■ REQUIREMENT
Below are the entries; give again exactly the lines from the one mentioning "Each instance of the woman" through the one mentioning "Each instance of the concrete", inclusive.

■ GIVEN RECORDS
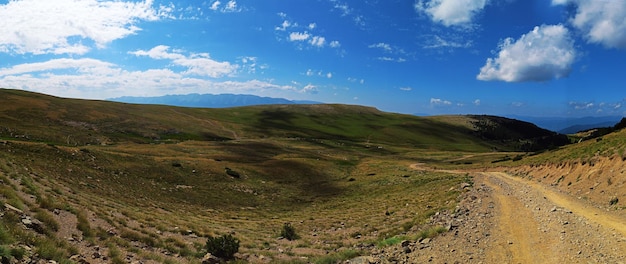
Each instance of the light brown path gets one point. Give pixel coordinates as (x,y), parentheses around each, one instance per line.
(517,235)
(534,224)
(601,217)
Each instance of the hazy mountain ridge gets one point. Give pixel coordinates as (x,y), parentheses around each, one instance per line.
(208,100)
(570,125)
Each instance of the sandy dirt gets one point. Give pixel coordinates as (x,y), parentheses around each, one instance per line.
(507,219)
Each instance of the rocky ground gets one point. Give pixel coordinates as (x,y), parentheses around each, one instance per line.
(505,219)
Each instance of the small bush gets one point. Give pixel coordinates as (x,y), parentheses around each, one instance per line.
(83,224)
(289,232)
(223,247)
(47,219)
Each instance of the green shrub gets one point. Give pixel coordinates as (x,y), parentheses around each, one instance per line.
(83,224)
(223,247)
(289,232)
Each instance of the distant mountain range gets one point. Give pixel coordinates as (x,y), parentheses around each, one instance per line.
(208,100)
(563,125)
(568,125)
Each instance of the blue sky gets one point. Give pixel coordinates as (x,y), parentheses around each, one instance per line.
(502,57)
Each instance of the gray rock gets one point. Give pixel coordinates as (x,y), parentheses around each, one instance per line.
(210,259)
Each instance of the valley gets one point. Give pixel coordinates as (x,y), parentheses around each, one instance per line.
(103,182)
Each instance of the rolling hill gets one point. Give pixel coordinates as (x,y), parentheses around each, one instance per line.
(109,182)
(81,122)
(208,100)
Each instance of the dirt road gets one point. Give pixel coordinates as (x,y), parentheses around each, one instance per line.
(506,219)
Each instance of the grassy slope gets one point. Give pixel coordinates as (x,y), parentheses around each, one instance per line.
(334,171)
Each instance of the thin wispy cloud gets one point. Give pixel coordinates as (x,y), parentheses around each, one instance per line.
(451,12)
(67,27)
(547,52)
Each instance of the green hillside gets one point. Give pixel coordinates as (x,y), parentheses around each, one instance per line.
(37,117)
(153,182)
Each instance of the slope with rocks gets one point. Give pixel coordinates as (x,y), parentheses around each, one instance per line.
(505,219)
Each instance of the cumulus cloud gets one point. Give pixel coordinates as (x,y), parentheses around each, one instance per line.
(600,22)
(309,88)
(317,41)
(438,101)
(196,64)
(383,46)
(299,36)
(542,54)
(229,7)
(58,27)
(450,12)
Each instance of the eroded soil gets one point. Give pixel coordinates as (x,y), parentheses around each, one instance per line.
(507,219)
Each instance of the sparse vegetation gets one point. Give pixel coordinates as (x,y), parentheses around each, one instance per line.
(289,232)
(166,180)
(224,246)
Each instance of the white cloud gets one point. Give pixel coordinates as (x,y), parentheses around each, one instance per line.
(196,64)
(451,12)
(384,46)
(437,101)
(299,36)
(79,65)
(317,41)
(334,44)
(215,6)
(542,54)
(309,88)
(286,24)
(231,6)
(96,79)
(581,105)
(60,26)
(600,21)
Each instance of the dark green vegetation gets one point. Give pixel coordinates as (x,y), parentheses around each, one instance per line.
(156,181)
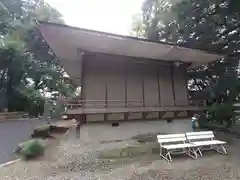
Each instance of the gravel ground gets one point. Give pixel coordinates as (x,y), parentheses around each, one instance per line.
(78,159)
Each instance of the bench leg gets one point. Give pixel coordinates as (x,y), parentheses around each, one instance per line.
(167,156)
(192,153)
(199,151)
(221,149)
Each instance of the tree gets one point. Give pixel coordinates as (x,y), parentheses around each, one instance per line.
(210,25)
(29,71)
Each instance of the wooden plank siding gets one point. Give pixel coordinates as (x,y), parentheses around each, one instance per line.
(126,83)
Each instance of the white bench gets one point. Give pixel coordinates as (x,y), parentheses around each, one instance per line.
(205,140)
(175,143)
--
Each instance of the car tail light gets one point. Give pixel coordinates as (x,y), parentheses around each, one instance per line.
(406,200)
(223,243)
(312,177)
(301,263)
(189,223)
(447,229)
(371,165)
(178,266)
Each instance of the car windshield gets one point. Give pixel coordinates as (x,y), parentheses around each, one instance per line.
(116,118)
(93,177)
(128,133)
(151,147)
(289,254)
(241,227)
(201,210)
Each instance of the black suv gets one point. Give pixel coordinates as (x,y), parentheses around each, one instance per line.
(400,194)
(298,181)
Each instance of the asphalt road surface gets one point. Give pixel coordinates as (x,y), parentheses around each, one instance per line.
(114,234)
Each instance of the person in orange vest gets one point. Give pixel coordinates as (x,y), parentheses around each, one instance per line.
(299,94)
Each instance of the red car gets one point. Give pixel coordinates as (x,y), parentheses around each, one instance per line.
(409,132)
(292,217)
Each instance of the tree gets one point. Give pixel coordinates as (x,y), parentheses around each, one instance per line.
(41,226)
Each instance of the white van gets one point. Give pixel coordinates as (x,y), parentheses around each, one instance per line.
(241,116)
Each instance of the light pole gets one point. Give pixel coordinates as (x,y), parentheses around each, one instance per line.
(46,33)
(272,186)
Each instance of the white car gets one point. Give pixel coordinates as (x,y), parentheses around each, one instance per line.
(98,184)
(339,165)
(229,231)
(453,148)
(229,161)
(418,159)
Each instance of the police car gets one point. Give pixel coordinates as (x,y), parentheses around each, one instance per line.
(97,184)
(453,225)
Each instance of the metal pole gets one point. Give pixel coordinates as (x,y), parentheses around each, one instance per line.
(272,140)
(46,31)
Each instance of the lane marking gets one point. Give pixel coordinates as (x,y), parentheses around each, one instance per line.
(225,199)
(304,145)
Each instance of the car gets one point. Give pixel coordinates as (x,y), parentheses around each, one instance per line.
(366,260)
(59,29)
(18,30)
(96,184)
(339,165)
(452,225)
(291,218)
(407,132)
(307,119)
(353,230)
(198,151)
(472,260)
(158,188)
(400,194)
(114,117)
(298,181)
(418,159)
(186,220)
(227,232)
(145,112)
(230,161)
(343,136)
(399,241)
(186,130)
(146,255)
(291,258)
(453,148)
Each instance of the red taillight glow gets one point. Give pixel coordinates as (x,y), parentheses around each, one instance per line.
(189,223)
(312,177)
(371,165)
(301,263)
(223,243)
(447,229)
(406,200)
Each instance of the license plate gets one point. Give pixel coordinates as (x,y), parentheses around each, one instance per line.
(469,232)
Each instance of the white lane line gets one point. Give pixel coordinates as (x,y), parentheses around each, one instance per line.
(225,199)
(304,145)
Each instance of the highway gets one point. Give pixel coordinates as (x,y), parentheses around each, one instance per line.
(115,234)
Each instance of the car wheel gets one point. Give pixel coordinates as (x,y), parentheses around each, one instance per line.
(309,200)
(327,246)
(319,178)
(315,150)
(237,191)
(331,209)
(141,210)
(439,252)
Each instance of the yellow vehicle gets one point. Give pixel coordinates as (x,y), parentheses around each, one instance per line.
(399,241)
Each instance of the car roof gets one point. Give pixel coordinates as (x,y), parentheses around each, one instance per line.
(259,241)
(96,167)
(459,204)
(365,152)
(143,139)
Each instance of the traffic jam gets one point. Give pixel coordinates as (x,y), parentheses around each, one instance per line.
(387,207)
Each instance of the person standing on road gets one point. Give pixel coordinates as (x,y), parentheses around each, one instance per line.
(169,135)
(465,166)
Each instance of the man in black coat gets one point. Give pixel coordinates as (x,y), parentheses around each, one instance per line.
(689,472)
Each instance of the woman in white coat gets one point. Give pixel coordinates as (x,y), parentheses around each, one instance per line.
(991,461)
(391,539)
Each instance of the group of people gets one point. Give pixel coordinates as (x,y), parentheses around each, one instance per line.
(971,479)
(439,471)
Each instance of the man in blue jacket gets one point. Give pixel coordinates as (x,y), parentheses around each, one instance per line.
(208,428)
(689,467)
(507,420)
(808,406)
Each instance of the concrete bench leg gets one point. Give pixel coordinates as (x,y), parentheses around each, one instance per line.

■ RESULT OF THIS EXERCISE
Each instance of the woman in white coat gets one point. Give pixel coordinates as (x,y), parentheses around each, one instance per line.
(991,461)
(391,539)
Each instance of the group of people gets one point. Give pixel coordinates as (x,y), parentheses around each, one instance per line.
(971,479)
(439,471)
Each instance of the man in blue jacket gets one point. Give pixel coordinates as (x,y), parentheses around each, one instance per line.
(208,428)
(689,467)
(507,420)
(808,406)
Each instance of the concrete bench leg gets one point. Give pixel coordinates as (x,y), parentheses around each, one instance per line.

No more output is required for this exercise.